*ASSIGNMENT*: Please output every entry below precisely as written.

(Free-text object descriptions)

◆ ◆ ◆ ◆

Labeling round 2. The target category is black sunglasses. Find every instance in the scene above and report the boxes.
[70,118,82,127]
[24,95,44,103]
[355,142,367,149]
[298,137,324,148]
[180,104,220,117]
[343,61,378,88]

◆ ◆ ◆ ◆

*TASK RESULT*:
Labeling round 2. The target category is black sunglasses. Find every instance in the scene above and report the boxes.
[70,118,82,127]
[24,95,44,103]
[355,142,367,149]
[298,137,324,148]
[180,104,220,117]
[343,61,378,88]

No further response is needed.